_What you have to do_: Copy out the entire listing below exactly, but without its pictures.

_Given records_:
"""

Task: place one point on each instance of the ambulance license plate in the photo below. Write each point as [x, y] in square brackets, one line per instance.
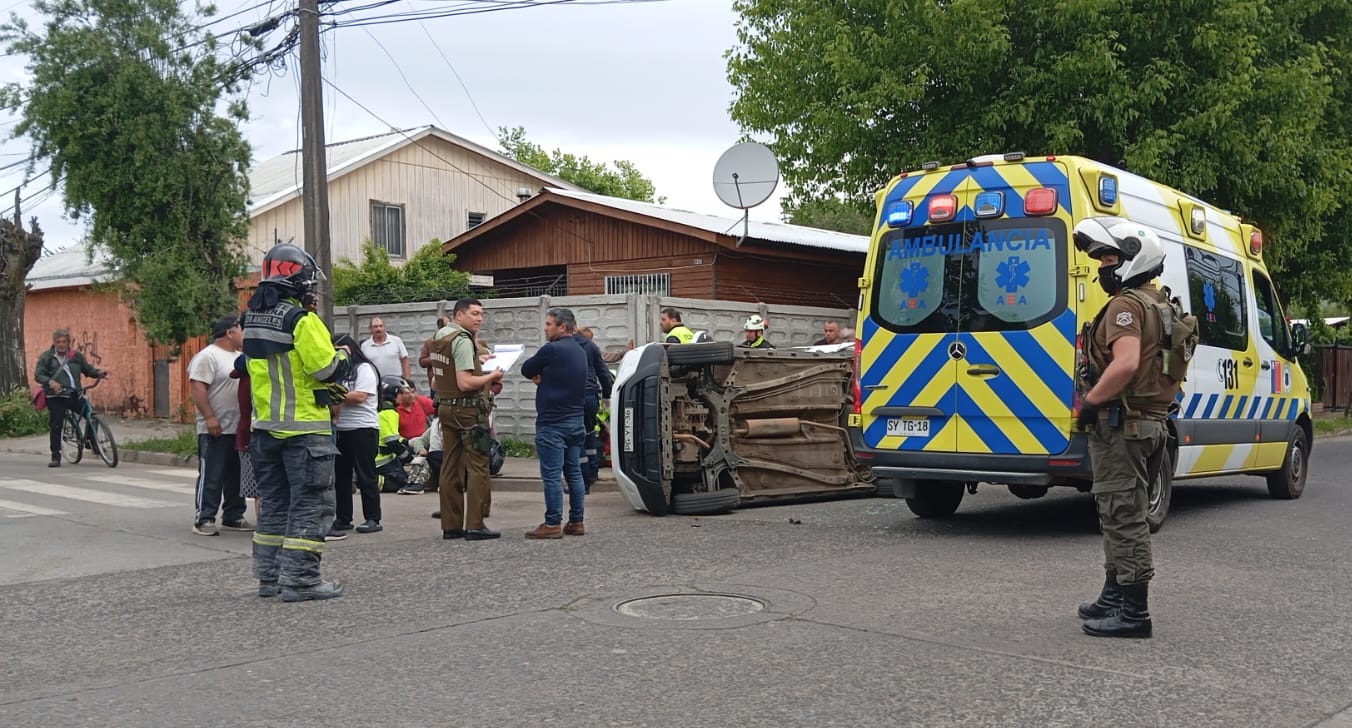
[907, 426]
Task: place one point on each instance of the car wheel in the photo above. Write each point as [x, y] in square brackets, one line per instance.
[705, 504]
[1289, 482]
[936, 498]
[718, 352]
[1160, 493]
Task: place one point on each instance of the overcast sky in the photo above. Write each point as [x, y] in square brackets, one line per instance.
[640, 81]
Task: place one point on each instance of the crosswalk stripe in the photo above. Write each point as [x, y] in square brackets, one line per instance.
[83, 494]
[26, 510]
[142, 483]
[177, 472]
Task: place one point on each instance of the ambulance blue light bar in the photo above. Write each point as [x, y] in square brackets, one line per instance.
[1107, 190]
[990, 205]
[899, 214]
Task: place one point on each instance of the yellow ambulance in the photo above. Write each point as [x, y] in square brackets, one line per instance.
[970, 315]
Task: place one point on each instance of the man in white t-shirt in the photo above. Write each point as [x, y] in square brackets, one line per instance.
[215, 395]
[385, 351]
[358, 437]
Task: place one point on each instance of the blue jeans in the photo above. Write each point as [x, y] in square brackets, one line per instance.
[560, 453]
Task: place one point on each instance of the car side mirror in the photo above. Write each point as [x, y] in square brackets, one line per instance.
[1299, 338]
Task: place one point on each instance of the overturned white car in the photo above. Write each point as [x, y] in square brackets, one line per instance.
[705, 428]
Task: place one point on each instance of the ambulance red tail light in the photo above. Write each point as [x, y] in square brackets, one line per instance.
[943, 207]
[859, 391]
[1040, 202]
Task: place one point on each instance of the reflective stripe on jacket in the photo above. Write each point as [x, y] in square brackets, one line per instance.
[290, 359]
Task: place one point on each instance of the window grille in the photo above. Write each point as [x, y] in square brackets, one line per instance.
[640, 284]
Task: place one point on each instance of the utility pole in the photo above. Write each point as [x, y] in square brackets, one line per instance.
[315, 161]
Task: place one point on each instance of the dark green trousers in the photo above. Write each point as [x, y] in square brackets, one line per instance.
[1125, 462]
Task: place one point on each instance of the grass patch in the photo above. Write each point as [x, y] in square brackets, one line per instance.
[518, 448]
[183, 444]
[18, 418]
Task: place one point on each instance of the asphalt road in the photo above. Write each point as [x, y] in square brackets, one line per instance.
[834, 613]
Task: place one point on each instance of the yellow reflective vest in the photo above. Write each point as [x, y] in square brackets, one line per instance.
[291, 357]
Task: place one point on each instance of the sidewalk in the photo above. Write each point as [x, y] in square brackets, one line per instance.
[517, 474]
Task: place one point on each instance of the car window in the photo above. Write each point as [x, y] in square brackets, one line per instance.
[1216, 286]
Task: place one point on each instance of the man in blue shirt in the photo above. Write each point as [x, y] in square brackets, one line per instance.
[560, 374]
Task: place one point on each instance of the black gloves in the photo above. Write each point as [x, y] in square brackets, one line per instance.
[1087, 418]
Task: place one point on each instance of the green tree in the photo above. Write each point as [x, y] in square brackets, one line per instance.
[1245, 104]
[427, 276]
[625, 180]
[123, 102]
[830, 214]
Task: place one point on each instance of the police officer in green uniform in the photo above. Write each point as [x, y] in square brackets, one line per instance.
[1124, 406]
[294, 370]
[463, 409]
[673, 332]
[755, 333]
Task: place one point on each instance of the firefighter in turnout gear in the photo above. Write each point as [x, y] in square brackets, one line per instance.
[294, 370]
[1125, 399]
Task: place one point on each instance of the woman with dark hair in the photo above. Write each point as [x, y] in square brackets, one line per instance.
[358, 436]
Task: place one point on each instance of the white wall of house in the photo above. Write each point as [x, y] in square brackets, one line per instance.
[437, 186]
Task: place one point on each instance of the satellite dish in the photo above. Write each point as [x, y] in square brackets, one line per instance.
[745, 175]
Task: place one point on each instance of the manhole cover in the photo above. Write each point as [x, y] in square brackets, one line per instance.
[690, 606]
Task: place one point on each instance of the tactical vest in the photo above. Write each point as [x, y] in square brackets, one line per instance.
[682, 333]
[1151, 391]
[444, 367]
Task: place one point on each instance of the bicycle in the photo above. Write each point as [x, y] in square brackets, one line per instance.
[85, 428]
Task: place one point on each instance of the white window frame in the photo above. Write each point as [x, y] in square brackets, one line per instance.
[383, 234]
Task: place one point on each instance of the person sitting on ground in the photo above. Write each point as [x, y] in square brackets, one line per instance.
[414, 412]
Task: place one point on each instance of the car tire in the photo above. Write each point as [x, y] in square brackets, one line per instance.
[706, 504]
[1289, 482]
[936, 498]
[688, 355]
[1162, 493]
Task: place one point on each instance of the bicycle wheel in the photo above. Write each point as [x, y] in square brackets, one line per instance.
[103, 441]
[72, 443]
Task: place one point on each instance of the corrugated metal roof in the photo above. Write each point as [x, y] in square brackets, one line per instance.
[66, 268]
[279, 179]
[772, 232]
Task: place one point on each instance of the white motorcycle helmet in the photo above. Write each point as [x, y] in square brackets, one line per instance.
[1139, 248]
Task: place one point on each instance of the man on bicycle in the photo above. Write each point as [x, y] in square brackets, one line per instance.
[58, 374]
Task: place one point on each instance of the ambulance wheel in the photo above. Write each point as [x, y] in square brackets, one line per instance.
[1289, 482]
[717, 352]
[1162, 493]
[936, 498]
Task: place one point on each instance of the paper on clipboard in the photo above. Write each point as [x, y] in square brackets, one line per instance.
[504, 356]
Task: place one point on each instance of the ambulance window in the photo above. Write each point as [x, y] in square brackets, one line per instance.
[1020, 276]
[1216, 287]
[910, 283]
[1271, 324]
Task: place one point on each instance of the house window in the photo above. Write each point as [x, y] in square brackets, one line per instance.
[387, 228]
[640, 284]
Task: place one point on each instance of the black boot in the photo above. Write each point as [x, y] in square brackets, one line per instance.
[1109, 601]
[1133, 620]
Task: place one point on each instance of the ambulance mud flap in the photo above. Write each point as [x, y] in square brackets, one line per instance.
[641, 425]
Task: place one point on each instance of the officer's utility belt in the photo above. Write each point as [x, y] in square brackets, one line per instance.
[461, 401]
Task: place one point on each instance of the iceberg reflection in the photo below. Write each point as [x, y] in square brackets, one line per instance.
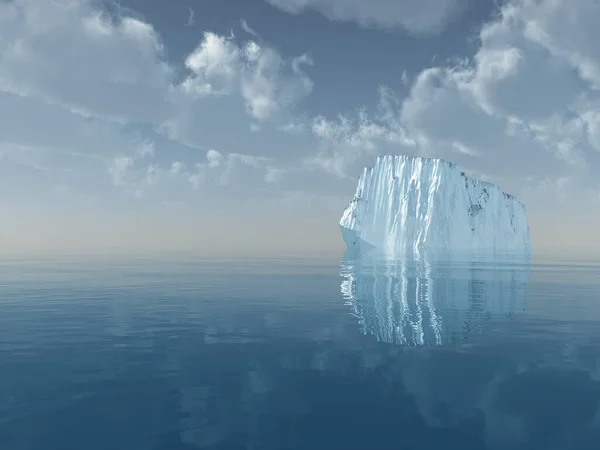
[425, 301]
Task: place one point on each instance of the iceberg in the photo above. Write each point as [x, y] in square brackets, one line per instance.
[407, 204]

"""

_Task result_:
Task: place one point on each instance of the ambulance license plate in the photo below. Write each point as [x, y] in square brackets, one line per instance.
[907, 426]
Task: place one point on each instance of the car wheel in the photo above. Write each point as [x, y] in square brackets, one line per instance.
[705, 504]
[1289, 482]
[936, 498]
[718, 352]
[1160, 493]
Task: place one point on each instance of the overcast sky in the photo above. Write each point as [x, y] in square brackets, one line per instance.
[640, 81]
Task: place one point on each instance of the crosswalk stripe in the photo above. Write each point as [x, y] in square brackets, one line per instance.
[83, 494]
[26, 510]
[142, 483]
[177, 472]
Task: place one point on each instance of the ambulance blue light bar in the photo above. Write each point as [x, y] in square brackets, one line per instance.
[1107, 190]
[990, 205]
[899, 214]
Task: place one point on each instance of the yellow ambulance in the photo above. Write each point as [x, y] in square brackets, one line per instance.
[970, 315]
Task: place one point on each instance of the man in white t-shirt in the photo above. Write each point as [x, y] in square brackets, one line per instance.
[215, 395]
[385, 351]
[358, 437]
Task: place one point on each instance of the blue jeans in the photo above. Write each point as [x, y] in square brackets, one line per instance.
[560, 453]
Task: place one point on each instance of the car side mirror in the photo above. Write each point as [x, y] in square brackets, one line per instance.
[1299, 338]
Task: place one point on each instance of the overturned white car in the photo above. Write each point as [x, y] in square brackets, one line per instance.
[705, 428]
Task: place one point on each instance of the ambulance red tail light in the photo above. Write each point as [x, y] in square brackets, one line per instance.
[943, 207]
[859, 391]
[1040, 202]
Task: place one point on each instance of the reflective stripe on jacket in the photo above. Write each point as [x, y] in square brackets, one line per instance.
[290, 359]
Task: place one point on each instance of the window grille in the photo above. Write each point as [x, y] in square brackets, one line per instance.
[640, 284]
Task: place one point on each instance of the utility pole in the photo above. Write each point as [x, y] in square brackets, one line per instance.
[315, 161]
Task: place one point on each instance of the dark green trousers in the photo above. Write each point as [x, y] in square brackets, one line per instance.
[1125, 462]
Task: place one point on each instance of the grass patch in the photo above. Write each point as [x, y] in square brackets, one line per instance.
[518, 448]
[183, 444]
[18, 418]
Task: place one point on each instance of the asphalt road in the photo above. Write each point as [x, y] in square brackets, one line per instance.
[834, 613]
Task: place one point on each instance of the yellow reflective vest in the photo above. Write each point as [x, y] in square brackets, one line per instance.
[291, 357]
Task: place one point on each instance of the sidewalk in the photo above. Write each point as [x, y] in square brackets, one line per instance.
[517, 474]
Task: place one point on each instance of the car window in the photo above. Write each point as [x, y] in square brackets, one line per instance.
[1216, 286]
Task: place one point on each instance of the man in blue shirt in the photo above. Write each point as [x, y] in square brackets, one line per instance.
[560, 374]
Task: place one point on each instance of the black gloves in the photo above. Write each point as [x, y] in square brackets, one line per instance.
[1087, 418]
Task: place one point on each instance of the green tree in the photo above. Write each point as [x, y] in square brackets, one line per instance.
[1245, 104]
[427, 276]
[625, 180]
[123, 102]
[830, 214]
Task: place one point on each instance of the police officer in green uniform in the photo above. Write each point as [x, y] in square brackets, one line per instance.
[1124, 406]
[294, 370]
[463, 409]
[673, 332]
[755, 333]
Task: place one point on each instance of the firefighter in turnout gear in the photo above. Write each point as [x, y] in square brackets, one line per instance.
[294, 370]
[1125, 399]
Task: place one point on each instance of the woman with dark hair in the photo above. Write each point as [x, y] in square brackets, one line per instance.
[358, 436]
Task: place one point on each instance of the white wall of house in the photo above. Write each point as [x, y] in square brackets, one line per instance.
[437, 186]
Task: place one point on each instance of the satellite dish in the photo above. Write each point as [x, y] in square brackets, one line per instance.
[745, 175]
Task: place one point on each instance of the manhole cover in the photo above. Write each point as [x, y] in square brackets, one line per instance.
[690, 606]
Task: place one point on each instance of the tactical vest in the photo above. Write each point as [x, y] in square brackets, one line per instance.
[682, 333]
[1151, 391]
[444, 367]
Task: place one point on each instance of the bicycle in the photo above. Write each point as [x, y] in square brackets, one line per instance.
[85, 428]
Task: place one point on each instance of the white window frame in the photo above. Write each point as [x, y] in square brackets, one line per instance.
[383, 234]
Task: place one point on each instance of the person sitting on ground in the photo above. Write each point as [x, y] in square brackets, one line per instance.
[414, 412]
Task: place one point on each instance of the car tire in the photo above. Write each point as [x, y] in square brackets, one line per instance.
[706, 504]
[1289, 482]
[936, 498]
[688, 355]
[1162, 493]
Task: place one point on each instance of the bicycle wheel in the photo above. Write each point as [x, y] in square brackets, one line per instance.
[103, 441]
[72, 443]
Task: place one point on each instance of the corrugated metal roof in the photo above. Write each point as [x, y] in square brackets, one line per instance.
[66, 268]
[279, 179]
[772, 232]
Task: place one point on each instance of the white motorcycle helmet in the photo above. Write each point as [x, y] in square brackets, one line per instance.
[1139, 248]
Task: place one point on each instance of the man on bicycle in the photo above. Write each point as [x, y] in square brackets, one line per instance.
[58, 374]
Task: place one point on each instance of the ambulance wheel in the photo above. Write each point as [x, y] in square brackets, one line per instance.
[1289, 482]
[717, 352]
[1162, 493]
[936, 498]
Task: place one point on each instance of the paper on clipboard in the photo above. Write each point as [x, y] in square brackets, one line per instance.
[504, 356]
Task: place one point on each instance of the ambulance window in the photo above. Write each point as [x, y] in square brackets, one line per instance.
[1020, 276]
[1216, 287]
[910, 283]
[1271, 324]
Task: place one point on each instance of the house window in the photo above. Write each point as [x, y] in square brackets, one line per instance.
[387, 228]
[640, 284]
Task: place one point on each instance of the black boot in the photo above. Write each point as [x, y] in square brackets, one line per instance.
[1109, 601]
[1133, 620]
Task: place one point on each instance of the ambulance mud flap in the photo above. Write each point as [x, y] in square brackets, one line per instance.
[641, 425]
Task: place one point on each instance of the officer's utility belt in the photo above. Write each point as [x, y] in square brackets, one line per instance.
[461, 401]
Task: place one point on each instance of the iceberg reflection in the photo below. Write each point as [x, y] in square brackets, one line per instance.
[425, 301]
Task: place one point on each instance of the iceberg in the photo above. Write each point as [x, y] in square brackets, one line per instance.
[407, 204]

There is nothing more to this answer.